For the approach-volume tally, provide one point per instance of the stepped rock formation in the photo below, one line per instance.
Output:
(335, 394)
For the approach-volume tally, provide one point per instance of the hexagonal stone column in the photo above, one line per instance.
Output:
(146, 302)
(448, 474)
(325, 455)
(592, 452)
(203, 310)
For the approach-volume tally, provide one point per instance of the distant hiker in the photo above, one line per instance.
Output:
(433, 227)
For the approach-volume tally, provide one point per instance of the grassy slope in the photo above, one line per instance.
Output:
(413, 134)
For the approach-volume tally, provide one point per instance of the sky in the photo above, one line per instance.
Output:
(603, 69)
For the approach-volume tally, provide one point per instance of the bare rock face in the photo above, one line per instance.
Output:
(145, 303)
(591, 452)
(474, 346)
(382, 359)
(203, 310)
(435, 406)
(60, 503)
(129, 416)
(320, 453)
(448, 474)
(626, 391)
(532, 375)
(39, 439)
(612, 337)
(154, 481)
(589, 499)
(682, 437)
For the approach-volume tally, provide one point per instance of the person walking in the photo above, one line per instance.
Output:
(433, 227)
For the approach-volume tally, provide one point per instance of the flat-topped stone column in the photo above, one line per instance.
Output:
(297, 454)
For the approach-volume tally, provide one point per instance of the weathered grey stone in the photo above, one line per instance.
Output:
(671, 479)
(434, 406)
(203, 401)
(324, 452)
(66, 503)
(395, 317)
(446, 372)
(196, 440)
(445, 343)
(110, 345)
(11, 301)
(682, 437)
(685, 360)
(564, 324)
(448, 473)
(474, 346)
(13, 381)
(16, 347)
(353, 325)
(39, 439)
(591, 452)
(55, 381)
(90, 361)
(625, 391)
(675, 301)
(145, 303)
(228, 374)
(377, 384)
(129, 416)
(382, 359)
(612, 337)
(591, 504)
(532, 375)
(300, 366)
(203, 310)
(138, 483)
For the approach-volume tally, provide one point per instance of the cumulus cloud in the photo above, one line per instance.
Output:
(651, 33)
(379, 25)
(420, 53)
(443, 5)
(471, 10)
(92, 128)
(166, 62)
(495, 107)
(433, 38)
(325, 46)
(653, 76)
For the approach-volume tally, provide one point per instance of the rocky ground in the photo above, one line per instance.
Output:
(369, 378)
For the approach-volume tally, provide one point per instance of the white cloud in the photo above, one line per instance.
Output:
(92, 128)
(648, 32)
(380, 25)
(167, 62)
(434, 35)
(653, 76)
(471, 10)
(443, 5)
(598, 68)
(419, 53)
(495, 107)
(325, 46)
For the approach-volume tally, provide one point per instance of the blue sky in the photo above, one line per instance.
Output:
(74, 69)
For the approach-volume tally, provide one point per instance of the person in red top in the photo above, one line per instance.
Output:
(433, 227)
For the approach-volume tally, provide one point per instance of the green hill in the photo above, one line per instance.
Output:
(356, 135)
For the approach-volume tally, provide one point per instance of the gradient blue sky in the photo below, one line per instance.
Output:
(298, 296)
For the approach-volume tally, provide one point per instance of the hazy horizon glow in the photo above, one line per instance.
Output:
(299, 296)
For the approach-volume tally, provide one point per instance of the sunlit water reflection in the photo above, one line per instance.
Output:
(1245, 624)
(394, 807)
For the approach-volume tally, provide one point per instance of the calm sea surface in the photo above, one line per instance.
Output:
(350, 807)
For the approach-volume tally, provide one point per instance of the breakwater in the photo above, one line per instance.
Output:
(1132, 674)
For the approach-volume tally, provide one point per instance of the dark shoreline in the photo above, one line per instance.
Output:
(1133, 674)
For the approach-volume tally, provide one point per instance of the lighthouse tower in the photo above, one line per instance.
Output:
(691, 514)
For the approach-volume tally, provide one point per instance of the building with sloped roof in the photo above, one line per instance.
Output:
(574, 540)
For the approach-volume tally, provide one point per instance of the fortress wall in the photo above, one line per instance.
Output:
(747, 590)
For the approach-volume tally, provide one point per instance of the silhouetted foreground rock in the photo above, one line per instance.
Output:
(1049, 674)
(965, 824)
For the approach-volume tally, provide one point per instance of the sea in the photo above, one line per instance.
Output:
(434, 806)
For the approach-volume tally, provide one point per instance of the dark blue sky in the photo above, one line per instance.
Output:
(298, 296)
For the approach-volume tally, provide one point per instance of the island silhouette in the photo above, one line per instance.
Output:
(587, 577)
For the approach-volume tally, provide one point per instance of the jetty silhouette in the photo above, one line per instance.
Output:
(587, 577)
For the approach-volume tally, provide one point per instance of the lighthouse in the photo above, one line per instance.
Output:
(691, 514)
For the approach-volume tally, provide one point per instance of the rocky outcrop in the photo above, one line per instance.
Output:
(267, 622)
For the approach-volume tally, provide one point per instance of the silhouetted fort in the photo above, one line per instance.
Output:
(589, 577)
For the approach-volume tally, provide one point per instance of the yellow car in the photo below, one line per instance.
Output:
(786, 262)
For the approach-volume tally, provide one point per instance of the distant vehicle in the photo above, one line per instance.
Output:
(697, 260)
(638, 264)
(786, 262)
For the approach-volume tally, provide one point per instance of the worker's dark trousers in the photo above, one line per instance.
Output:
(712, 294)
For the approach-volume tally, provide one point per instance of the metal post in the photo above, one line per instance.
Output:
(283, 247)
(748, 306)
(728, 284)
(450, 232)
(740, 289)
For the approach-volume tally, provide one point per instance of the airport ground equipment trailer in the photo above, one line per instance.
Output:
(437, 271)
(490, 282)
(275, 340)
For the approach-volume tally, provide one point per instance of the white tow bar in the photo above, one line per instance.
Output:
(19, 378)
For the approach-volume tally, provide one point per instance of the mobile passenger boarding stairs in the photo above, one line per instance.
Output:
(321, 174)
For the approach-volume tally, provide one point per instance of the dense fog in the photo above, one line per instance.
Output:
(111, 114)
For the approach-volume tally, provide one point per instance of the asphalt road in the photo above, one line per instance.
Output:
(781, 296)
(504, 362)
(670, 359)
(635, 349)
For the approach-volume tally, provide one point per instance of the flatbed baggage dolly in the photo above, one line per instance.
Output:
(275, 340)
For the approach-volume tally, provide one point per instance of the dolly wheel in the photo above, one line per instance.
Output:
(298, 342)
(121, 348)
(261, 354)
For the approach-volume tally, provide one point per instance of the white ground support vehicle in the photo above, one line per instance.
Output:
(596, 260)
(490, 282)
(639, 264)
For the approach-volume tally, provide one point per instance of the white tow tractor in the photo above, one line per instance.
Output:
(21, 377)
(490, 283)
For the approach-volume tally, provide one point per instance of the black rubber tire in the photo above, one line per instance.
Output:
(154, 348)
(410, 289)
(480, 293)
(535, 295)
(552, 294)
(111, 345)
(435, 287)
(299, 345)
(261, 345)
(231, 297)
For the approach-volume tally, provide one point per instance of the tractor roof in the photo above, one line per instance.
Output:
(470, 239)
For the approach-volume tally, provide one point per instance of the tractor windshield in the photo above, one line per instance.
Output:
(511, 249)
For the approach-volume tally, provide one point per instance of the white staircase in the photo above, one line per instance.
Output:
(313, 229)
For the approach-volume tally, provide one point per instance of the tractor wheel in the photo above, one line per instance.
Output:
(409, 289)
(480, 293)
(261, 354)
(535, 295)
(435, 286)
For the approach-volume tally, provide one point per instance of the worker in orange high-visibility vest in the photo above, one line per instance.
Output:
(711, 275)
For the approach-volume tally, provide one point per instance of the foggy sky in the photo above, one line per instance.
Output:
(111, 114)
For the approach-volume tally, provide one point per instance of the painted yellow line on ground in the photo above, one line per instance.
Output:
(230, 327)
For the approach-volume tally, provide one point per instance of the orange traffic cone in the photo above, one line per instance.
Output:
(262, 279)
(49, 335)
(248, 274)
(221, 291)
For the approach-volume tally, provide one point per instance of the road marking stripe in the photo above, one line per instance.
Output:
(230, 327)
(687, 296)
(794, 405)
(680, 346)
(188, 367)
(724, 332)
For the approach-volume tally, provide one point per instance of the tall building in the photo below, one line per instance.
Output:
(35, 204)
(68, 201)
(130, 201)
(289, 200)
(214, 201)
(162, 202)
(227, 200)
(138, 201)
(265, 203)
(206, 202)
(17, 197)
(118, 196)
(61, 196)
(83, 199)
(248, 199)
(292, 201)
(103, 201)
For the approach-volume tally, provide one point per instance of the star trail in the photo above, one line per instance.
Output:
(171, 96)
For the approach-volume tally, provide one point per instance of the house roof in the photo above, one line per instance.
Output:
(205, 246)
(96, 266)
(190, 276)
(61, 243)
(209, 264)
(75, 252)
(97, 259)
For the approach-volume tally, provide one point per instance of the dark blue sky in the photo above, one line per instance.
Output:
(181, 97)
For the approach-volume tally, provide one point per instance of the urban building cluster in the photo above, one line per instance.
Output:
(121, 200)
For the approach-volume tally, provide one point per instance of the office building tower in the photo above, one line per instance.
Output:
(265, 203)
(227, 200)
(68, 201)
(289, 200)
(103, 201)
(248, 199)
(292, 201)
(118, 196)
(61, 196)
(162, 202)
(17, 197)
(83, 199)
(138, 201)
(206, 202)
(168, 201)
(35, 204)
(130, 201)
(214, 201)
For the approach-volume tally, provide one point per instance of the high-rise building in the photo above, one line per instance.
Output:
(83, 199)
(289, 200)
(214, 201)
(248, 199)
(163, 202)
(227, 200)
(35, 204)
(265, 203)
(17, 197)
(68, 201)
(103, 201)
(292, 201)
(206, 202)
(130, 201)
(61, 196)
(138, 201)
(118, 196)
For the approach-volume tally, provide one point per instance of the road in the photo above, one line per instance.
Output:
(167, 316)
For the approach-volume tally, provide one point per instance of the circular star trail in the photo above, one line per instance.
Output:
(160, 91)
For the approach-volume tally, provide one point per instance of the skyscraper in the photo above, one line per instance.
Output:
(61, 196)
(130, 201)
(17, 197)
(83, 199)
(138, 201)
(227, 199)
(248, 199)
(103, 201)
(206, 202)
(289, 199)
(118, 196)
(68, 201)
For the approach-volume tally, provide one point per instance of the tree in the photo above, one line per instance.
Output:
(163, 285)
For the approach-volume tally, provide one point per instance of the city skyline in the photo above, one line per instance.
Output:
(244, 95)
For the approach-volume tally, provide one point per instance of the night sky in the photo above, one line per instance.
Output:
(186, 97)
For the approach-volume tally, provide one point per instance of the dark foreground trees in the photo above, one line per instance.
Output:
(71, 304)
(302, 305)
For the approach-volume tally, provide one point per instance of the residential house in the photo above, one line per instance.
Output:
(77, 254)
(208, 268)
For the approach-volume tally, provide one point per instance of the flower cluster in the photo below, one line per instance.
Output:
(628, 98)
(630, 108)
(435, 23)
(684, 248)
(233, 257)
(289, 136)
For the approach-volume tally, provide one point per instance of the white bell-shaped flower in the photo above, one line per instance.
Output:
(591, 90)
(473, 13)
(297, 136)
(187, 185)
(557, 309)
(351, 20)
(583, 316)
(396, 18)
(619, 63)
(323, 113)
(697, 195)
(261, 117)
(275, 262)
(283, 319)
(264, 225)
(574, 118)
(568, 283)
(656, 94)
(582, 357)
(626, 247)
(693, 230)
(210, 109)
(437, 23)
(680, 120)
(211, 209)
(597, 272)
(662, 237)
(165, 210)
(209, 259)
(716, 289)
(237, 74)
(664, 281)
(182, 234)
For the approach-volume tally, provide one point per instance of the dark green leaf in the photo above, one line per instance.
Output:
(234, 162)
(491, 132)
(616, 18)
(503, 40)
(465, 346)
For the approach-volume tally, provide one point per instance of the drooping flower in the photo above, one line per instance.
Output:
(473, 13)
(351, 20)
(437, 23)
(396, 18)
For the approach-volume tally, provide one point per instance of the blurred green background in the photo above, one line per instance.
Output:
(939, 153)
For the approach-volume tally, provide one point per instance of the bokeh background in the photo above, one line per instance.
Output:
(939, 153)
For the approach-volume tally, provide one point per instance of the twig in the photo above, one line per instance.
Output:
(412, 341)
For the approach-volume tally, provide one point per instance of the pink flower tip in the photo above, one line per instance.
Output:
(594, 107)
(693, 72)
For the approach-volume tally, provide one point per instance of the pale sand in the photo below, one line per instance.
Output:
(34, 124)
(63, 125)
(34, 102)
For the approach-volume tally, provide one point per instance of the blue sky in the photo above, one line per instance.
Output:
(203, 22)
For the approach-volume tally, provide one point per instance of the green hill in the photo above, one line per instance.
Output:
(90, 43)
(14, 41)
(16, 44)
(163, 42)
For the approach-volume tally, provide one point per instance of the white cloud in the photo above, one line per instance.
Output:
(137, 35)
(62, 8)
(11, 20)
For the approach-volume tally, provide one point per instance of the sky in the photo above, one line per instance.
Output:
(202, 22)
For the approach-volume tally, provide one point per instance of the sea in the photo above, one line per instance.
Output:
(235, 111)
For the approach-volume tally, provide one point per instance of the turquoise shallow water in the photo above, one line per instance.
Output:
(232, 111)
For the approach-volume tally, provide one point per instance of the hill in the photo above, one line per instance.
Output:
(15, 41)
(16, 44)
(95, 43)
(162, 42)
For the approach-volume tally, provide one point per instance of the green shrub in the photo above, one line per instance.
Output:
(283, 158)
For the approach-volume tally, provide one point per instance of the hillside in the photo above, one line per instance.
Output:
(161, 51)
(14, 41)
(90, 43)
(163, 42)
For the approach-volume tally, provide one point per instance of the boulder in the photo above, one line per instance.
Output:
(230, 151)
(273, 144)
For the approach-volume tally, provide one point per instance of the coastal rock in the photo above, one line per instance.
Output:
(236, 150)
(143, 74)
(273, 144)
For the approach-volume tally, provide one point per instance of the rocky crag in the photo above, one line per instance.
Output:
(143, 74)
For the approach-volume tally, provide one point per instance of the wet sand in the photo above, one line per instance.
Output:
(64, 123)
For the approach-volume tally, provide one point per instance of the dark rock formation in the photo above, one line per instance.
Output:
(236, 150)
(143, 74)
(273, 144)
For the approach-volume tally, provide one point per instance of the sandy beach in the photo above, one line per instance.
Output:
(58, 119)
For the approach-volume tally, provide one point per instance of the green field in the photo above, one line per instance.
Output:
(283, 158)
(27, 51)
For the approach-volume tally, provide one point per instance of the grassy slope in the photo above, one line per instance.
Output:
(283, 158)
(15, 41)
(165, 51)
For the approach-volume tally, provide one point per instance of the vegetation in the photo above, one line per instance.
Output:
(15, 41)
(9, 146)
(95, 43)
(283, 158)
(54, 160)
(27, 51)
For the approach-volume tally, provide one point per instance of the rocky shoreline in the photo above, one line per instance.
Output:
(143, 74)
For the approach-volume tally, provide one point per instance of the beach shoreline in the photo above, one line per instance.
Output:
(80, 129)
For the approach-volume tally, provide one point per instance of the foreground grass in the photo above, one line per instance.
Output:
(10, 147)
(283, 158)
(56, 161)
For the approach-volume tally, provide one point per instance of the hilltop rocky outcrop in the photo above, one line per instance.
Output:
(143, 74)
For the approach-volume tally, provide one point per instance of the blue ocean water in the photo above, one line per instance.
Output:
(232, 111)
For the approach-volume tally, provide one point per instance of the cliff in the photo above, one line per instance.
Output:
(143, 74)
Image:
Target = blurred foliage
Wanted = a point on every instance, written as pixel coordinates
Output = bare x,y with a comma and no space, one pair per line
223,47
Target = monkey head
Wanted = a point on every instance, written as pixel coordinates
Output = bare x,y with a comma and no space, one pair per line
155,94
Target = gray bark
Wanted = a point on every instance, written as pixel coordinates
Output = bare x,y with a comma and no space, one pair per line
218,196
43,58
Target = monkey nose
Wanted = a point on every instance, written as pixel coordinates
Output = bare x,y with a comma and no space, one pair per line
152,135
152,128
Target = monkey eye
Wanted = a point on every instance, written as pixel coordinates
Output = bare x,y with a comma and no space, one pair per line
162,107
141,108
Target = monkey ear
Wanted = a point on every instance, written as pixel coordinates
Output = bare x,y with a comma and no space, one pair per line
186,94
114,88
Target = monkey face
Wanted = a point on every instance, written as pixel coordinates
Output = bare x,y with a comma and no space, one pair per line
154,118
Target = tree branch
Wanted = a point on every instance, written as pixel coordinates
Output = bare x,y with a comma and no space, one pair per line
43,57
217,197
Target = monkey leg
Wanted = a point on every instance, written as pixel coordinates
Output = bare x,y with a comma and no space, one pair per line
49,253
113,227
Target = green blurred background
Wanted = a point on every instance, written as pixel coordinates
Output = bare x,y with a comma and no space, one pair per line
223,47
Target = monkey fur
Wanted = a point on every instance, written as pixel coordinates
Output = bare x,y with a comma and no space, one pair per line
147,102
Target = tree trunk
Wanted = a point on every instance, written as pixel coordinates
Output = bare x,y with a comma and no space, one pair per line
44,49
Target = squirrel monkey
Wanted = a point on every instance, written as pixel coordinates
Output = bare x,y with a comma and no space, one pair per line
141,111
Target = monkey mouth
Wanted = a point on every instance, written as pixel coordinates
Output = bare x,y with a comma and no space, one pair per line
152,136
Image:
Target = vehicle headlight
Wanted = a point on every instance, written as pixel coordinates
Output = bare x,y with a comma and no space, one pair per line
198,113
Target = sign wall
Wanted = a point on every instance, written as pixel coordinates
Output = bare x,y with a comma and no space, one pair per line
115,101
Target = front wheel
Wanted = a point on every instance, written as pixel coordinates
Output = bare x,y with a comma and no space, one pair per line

──────────────────────────────

## DIRECTION
Repeat only what runs from the line holding "Target = tree trunk" to the end of the data, keeping every line exactly as written, first and last included.

## ANSWER FOR THE TASK
Target = tree trunk
Wanted = a point on every instance, written as pixel coordinates
Output = bare x,y with a comma and no space, one pair per line
44,49
Target = squirrel monkey
Wanted = a point on every instance, written as pixel coordinates
Output = bare x,y with a comma and no space, one pair per line
141,111
Target = monkey mouth
Wanted = a point on every instance, written as pixel coordinates
Output = bare x,y with a comma and no space, one pair per line
152,136
Image:
Target = vehicle headlight
Wanted = a point on every instance, written as pixel coordinates
Output = bare x,y with a comma and no space, one pair per line
198,113
Target = sign wall
Wanted = a point on every instance, written as pixel coordinates
Output = bare x,y with a comma and no space, one pair per line
115,101
Target = front wheel
Wanted = a point on every instance, written as pixel coordinates
Output = bare x,y with a comma and no space, one pair per line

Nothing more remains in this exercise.